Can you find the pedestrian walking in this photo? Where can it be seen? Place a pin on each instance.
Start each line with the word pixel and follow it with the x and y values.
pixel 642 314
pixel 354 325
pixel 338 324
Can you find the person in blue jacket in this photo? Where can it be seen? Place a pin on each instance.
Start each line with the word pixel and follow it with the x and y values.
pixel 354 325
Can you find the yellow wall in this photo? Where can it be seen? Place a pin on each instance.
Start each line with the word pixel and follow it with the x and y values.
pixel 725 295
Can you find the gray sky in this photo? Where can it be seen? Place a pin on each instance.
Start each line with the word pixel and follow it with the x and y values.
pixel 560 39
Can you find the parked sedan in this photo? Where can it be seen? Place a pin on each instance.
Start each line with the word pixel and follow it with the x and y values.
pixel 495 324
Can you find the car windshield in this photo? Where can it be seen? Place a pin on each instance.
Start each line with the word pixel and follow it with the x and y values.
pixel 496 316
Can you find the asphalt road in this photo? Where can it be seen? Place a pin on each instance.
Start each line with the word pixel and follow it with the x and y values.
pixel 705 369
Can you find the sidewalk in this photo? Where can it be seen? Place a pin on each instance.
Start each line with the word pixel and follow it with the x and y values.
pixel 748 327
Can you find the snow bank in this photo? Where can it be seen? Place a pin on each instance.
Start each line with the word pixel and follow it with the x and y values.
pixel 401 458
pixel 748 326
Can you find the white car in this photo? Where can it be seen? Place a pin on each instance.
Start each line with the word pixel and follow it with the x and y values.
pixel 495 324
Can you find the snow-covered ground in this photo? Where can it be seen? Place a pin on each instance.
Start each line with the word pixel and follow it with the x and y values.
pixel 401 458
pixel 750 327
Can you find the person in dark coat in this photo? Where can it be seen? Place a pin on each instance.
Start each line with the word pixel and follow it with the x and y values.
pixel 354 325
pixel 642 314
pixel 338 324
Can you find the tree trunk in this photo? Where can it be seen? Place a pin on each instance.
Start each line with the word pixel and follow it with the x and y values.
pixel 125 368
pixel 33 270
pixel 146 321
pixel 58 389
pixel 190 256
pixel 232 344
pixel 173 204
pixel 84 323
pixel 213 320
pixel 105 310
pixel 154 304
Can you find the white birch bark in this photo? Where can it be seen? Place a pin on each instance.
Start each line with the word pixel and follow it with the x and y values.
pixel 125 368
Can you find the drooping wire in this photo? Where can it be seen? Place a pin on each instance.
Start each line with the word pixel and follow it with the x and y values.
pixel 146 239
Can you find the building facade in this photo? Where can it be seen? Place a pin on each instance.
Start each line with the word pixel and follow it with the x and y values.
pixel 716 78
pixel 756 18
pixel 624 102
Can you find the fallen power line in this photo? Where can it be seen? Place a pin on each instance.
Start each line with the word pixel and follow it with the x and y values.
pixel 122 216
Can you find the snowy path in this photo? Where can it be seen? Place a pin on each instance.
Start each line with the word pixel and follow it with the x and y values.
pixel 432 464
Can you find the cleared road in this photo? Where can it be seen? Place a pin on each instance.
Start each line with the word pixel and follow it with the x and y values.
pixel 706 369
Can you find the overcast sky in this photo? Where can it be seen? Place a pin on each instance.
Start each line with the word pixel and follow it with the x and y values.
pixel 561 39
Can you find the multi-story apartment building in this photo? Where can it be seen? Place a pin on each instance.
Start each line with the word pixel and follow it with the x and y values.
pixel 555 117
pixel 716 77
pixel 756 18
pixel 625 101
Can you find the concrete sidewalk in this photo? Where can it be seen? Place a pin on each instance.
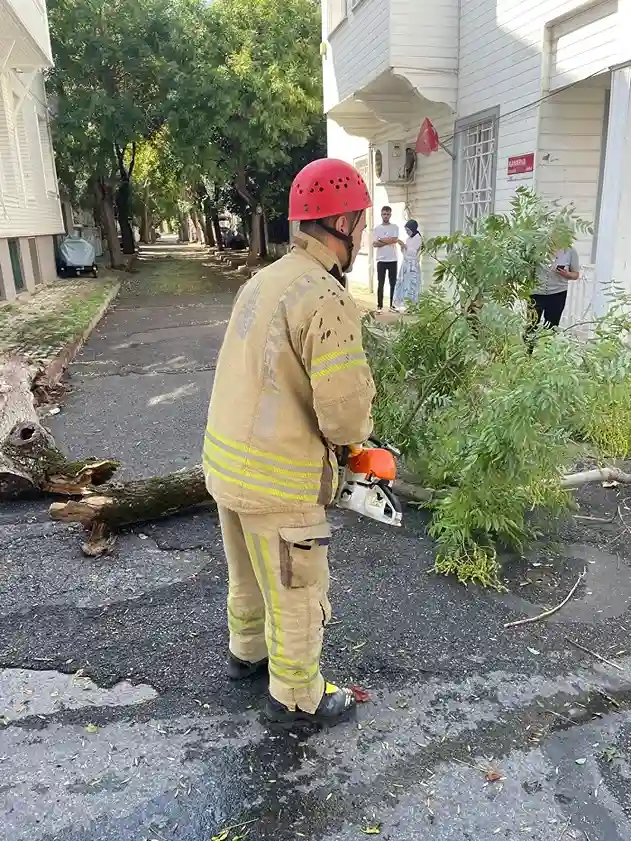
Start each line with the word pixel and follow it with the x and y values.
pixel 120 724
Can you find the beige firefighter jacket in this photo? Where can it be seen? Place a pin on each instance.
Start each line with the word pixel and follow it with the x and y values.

--------------------

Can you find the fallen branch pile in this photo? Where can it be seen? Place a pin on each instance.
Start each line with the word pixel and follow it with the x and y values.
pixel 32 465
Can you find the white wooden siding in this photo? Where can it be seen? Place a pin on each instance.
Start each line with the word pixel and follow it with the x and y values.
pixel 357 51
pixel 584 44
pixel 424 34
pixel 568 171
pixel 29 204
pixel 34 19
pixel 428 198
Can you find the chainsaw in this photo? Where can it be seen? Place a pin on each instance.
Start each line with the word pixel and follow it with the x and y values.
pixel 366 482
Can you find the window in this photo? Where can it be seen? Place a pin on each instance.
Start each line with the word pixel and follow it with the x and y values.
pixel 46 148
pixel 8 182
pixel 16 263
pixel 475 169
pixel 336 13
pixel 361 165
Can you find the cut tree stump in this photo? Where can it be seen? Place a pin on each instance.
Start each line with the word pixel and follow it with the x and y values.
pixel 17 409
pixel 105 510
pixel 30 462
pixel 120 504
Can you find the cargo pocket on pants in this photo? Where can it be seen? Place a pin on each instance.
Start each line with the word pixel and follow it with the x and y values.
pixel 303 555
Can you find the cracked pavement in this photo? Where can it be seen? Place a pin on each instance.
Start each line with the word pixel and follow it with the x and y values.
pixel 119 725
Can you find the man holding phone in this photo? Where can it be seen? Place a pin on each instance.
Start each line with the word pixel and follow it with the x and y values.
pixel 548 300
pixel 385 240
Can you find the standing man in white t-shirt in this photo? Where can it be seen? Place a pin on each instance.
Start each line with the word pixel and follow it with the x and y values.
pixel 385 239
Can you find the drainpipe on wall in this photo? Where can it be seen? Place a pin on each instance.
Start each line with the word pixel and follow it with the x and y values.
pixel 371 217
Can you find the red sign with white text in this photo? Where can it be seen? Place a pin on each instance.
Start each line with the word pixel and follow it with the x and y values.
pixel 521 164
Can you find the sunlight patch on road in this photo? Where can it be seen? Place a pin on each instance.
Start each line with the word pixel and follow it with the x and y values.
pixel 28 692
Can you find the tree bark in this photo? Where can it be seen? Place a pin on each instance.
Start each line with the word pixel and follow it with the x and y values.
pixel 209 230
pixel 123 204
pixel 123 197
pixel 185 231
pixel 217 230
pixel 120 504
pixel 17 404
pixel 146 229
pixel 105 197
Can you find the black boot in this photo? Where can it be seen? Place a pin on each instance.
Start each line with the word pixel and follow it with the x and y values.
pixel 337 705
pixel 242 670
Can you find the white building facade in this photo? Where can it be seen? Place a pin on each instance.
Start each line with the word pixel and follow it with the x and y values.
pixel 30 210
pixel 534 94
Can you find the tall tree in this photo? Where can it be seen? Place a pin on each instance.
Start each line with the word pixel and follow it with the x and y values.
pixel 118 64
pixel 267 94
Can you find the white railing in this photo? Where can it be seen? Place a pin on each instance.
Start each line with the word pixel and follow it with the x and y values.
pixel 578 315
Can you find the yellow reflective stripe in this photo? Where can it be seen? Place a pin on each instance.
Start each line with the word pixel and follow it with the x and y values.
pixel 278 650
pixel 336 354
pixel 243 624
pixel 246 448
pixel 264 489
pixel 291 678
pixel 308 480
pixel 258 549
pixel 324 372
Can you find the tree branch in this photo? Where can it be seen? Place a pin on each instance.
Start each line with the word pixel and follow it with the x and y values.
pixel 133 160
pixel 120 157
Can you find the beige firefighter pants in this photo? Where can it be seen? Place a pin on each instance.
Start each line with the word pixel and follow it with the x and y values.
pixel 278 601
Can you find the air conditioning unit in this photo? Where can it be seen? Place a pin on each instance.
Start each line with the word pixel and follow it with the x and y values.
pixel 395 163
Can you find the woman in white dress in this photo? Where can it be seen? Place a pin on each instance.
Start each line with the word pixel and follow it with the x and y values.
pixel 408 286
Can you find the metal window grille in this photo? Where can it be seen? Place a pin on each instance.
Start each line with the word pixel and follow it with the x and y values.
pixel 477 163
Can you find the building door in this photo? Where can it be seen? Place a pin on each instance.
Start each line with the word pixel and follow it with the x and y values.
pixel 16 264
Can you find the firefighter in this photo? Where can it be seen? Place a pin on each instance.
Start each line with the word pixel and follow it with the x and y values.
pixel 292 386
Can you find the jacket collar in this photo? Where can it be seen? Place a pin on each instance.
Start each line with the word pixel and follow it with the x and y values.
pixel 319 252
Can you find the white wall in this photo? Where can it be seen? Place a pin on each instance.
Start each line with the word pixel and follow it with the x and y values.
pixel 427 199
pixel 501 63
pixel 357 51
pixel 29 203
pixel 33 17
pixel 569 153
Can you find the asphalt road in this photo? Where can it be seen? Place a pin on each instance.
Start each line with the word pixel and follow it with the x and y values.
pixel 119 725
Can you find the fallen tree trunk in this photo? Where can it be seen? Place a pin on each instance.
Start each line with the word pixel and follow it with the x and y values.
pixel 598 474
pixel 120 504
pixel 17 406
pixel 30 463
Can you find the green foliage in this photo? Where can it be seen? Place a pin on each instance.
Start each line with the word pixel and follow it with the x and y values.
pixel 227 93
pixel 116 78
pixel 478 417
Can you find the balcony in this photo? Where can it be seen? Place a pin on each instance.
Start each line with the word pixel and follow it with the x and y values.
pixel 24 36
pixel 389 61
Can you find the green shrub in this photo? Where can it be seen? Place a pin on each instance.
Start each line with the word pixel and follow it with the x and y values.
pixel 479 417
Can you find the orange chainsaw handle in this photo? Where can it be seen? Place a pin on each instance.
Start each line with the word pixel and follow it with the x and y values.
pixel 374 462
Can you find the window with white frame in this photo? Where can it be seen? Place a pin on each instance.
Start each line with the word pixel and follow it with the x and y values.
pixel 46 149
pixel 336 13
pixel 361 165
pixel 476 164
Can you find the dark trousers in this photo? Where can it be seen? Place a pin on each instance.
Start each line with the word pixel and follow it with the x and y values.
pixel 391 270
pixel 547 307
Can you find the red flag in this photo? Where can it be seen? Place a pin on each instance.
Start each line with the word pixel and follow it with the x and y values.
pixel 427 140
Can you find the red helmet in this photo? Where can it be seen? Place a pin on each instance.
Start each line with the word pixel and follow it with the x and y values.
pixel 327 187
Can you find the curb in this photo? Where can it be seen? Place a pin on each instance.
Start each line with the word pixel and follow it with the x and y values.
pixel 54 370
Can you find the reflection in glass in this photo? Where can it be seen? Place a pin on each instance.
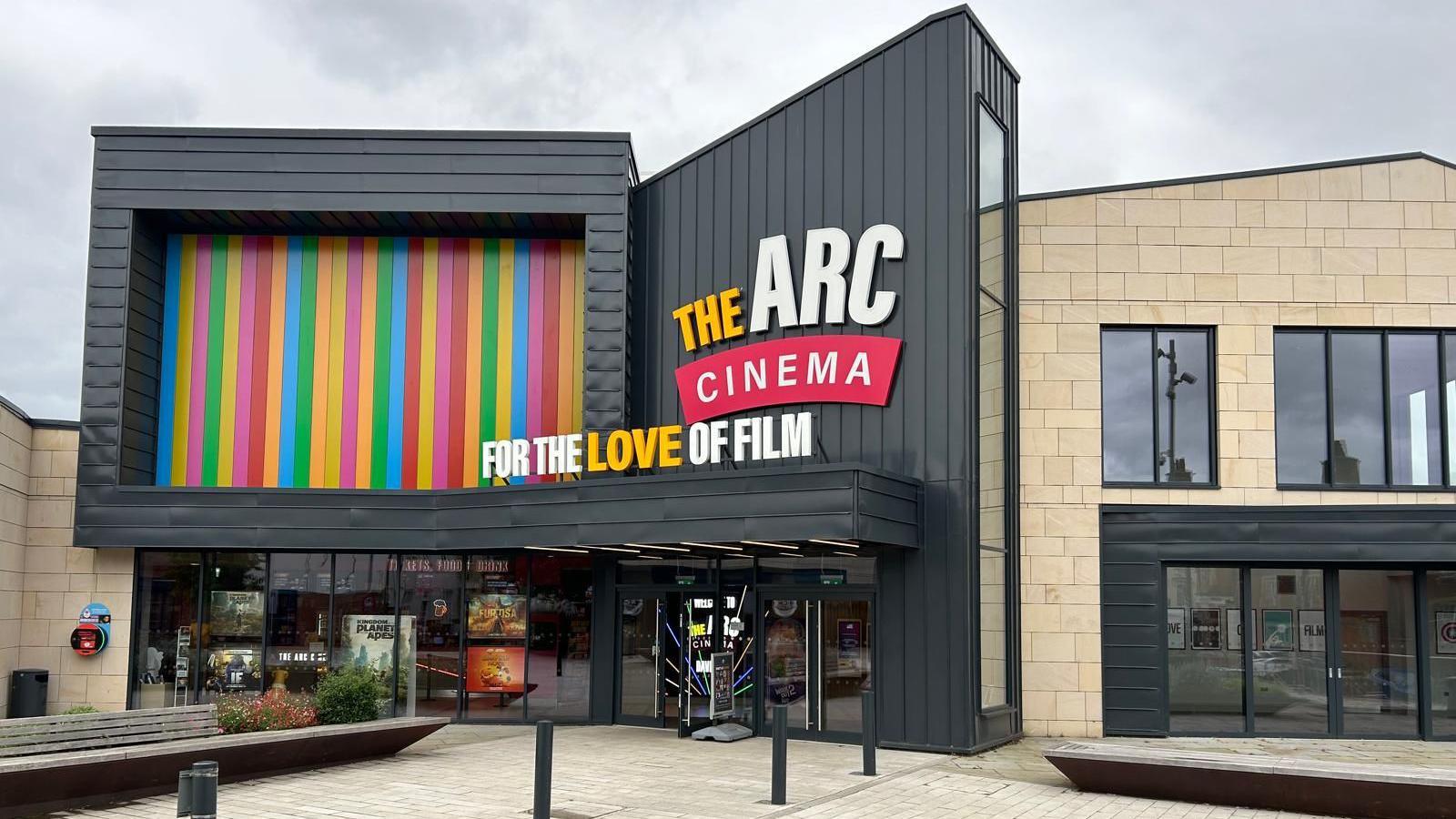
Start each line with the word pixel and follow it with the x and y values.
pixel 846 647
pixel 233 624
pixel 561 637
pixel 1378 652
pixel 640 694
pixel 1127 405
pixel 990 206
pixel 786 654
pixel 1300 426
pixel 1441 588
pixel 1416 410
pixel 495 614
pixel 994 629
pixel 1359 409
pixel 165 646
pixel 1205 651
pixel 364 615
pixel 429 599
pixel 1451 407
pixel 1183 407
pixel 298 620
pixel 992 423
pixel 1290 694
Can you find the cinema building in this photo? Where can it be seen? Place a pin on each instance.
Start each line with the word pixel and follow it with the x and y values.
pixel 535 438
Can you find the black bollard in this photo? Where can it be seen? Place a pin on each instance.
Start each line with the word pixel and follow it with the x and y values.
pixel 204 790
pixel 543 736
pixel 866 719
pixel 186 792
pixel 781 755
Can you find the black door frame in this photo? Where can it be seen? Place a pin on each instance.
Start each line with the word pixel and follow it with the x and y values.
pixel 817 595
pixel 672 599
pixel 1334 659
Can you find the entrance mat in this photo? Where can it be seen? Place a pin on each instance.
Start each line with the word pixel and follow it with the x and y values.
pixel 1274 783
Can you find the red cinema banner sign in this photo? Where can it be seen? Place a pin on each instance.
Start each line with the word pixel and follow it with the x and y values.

--------------------

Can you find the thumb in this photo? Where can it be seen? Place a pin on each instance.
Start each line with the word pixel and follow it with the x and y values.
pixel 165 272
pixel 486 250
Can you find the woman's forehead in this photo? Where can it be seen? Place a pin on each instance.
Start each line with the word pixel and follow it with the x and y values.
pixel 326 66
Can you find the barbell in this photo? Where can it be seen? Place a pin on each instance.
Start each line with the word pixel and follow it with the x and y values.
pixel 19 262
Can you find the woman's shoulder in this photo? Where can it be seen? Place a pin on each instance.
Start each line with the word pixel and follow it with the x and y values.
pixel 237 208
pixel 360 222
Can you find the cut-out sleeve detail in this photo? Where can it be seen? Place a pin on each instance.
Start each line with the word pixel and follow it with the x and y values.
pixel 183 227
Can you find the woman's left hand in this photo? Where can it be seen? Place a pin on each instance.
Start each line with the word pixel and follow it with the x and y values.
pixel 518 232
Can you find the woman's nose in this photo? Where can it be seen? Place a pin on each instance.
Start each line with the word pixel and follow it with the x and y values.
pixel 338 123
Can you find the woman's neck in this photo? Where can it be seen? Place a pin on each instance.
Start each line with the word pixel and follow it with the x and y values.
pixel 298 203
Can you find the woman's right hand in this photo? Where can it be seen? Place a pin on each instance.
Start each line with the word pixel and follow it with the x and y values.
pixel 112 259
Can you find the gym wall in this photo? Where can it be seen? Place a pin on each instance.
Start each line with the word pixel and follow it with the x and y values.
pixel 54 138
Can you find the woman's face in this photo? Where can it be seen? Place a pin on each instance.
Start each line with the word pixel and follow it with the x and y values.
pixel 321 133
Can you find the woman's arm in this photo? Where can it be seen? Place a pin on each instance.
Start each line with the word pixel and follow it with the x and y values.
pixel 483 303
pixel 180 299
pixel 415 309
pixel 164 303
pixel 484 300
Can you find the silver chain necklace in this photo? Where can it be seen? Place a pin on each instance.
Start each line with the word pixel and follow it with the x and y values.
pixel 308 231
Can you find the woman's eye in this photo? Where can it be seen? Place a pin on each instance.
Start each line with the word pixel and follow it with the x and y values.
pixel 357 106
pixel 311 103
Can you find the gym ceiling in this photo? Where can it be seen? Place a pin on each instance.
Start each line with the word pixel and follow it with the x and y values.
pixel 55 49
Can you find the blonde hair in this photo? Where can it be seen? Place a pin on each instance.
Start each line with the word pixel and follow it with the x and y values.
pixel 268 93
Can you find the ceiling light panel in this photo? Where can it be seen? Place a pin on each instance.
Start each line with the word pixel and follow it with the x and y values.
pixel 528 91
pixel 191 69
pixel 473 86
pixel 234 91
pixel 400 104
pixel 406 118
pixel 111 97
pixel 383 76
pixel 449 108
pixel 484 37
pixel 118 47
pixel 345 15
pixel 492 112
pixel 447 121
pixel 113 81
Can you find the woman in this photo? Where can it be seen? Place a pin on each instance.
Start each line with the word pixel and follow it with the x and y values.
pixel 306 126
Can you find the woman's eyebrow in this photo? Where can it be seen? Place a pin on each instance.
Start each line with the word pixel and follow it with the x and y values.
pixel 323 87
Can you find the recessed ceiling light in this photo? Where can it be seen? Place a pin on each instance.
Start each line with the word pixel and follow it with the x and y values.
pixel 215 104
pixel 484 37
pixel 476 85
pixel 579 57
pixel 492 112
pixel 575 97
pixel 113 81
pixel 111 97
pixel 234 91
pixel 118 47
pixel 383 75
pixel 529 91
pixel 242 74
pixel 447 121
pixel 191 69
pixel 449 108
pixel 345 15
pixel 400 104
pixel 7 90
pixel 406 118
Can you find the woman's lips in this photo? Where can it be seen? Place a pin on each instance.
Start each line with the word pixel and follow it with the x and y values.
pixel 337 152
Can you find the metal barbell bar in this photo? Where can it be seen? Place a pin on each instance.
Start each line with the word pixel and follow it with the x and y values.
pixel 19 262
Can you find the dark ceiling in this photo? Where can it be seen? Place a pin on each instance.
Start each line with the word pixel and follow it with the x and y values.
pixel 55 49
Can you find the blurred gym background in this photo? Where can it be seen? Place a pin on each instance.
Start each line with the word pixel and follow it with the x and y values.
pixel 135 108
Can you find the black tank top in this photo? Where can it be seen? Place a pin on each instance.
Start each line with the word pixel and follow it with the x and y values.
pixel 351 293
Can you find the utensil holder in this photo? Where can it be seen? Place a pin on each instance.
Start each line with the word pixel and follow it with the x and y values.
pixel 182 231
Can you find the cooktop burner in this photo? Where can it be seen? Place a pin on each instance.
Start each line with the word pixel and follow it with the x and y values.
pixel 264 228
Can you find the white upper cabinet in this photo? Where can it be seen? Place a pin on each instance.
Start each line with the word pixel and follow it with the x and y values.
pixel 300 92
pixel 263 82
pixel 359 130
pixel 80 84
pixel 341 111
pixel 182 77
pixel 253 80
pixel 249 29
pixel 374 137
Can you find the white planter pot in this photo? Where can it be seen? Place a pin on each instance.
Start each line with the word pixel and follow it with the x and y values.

--------------------

**TASK**
Please quote the material word for word, from the line with "Can you find the yellow wall" up to and including the line with "pixel 748 326".

**RESPONSE BELOW**
Can you find the yellow wall in this photo? Where can it be seen? Place a pin on each instance.
Start each line with the word pixel and follow it with the x and y values.
pixel 725 295
Can you find the gray sky in this photo? Where can it be seen? Place a pin on each instance.
Start each line with the word pixel and follow it with the x and y values.
pixel 560 39
Can you find the parked sedan in this photo? Where can it be seen? Place a pin on each instance.
Start each line with the word pixel and follow it with the x and y values.
pixel 495 324
Can you find the car windshield in this photo? Where can it be seen? Place a pin on each instance.
Start each line with the word pixel and follow it with the x and y values.
pixel 496 316
Can you find the asphalt road in this photo? Where can it be seen? Place a pin on each instance.
Start each line with the word pixel and follow it with the x and y values.
pixel 705 369
Can you find the sidewalk in this photo? Where can it be seen? Place a pin on each instance.
Start each line with the word pixel and follow it with the x and y values.
pixel 748 327
Can you find the snow bank in this photo? Where can it be seen? Place a pin on each instance.
Start each line with the word pixel and follow it with the x and y values.
pixel 401 458
pixel 748 326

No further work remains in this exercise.